- Information shown
* * * *
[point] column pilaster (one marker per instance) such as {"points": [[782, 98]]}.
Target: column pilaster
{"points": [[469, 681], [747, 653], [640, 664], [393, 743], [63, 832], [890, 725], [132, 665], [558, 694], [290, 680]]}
* * * *
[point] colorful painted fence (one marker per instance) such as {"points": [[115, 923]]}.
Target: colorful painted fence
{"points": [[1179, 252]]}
* * * *
- What this task involves
Which lines of the data include the string "instance"? Copy each of them.

- Response below
[point] column pilaster (one marker per instance) such as {"points": [[782, 98]]}.
[point] colorful painted fence (one marker per instance) such as {"points": [[115, 923]]}.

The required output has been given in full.